- GIVEN PROBLEM -
According to the article on ATI's Radeon 3800 launch, why does aiming the new technology at mainstream buyers first have sensible-sounding logic behind it? Answer in one to three sentences.

— START PROVIDED TEXT —

ATI's latest GPU targets the mainstream first

By Scott M. Fulton, III | Published November 16, 2007, 11:45 AM

The latest holiday graphics card line from the company in red has a distinctively green feeling to it, maybe for the first time.

When AMD acquired graphics card producer ATI in July 2006, the executives who brought the two titans together told a two-part message: First the fusion would benefit both brands; second, the ATI identity won't be going away.

But former ATI CEO Dave Orton did leave AMD last July after all, giving the post-merger state of the company a certain Daimler Chrysler feel to it. And yesterday, AMD's rollout of ATI's new Radeon 3800 series GPUs had a definitive AMD flavor to it. Unlike typical rollouts from ATI and nVidia in the past, in which the best features premiere at the enthusiast price level and mainstream buyers get to wait six to eight months, this time some of ATI's most important new technology components are being geared for the mainstream buyer first, at less-than-premium price points.

It's a gamble with some sensible-sounding logic behind it, especially given the warnings economists are making about this holiday season's outlook. With consumer spending likely to take a dip over last year, manufacturers should be adjusting their target markets for more moderate spending.

So the fact that the high-end model in ATI's line-up, the Radeon HD 3870 with 512 MB of the fastest GDDR4 memory on board, will sell for a suggested $219 in the States, is something of a surprise. Three years ago, the $200+ price tier represented the high-end of the GPU market, until nVidia started exploiting higher ground, introducing its highest-end performers in glitzy, premium packages that eventually cracked the $1,000 barrier.

Usually the smarter buyers wait until time for the next product cycle, when the once-premium tier GPU gets repackaged as a more mainstream model, and gets a very heavy discount. Recently, $200 has been the "sweet spot" for buyers seeking the best performance for the dollar.

Now, ATI is actively courting that buyer directly, and not with a second-hand or discounted model. With Microsoft's version 10.1 upgrade (some call it "correction") to DirectX 10 due to arrive with Windows Vista SP1, the ability for cards to take advantage of its improved use of memory and its enhanced shading capabilities is a much-desired feature.

ATI opted to premiere its DX 10.1 support with the 3800 series first, as well as boost its feature set with support for dual monitors at varying resolutions, so that the second monitor can run as a dedicated HD display. These are real-world features that everyday consumers can understand, especially if small OEMs equip their custom-made systems with 3800 cards for mainstream buyers.

— END PROVIDED TEXT —
— START SUPPLIED ENTRIES —

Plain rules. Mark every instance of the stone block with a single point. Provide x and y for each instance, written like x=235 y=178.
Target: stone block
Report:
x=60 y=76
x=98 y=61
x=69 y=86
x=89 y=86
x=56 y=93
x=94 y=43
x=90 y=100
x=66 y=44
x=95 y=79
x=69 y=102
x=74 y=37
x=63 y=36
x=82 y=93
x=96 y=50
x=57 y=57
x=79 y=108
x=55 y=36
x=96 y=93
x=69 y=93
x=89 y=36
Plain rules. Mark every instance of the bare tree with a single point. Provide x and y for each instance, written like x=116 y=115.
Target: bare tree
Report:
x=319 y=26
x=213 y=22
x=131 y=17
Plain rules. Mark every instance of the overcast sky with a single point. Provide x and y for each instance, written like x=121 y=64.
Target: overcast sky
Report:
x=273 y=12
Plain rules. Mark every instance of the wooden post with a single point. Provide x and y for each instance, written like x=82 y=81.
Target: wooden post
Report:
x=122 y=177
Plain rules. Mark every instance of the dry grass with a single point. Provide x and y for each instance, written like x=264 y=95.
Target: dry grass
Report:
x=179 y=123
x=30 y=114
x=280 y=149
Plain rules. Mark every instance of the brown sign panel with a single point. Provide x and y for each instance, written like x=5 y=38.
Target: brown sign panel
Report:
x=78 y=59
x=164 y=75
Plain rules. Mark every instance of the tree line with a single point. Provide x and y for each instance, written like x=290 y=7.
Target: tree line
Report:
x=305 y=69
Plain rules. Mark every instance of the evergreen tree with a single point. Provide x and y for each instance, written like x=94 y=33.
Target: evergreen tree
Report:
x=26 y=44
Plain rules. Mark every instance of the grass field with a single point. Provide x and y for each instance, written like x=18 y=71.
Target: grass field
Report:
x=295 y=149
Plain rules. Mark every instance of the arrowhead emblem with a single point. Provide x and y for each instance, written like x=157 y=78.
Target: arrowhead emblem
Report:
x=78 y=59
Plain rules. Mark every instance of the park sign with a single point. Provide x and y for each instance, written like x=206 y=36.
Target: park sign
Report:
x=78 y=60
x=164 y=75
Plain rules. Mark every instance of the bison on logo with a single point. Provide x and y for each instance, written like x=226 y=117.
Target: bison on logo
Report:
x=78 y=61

— END SUPPLIED ENTRIES —

- WORKED ANSWER -
Economists are warning about this holiday season's outlook, and consumer spending is likely to dip compared with last year. So manufacturers should be adjusting their target markets toward more moderate spending.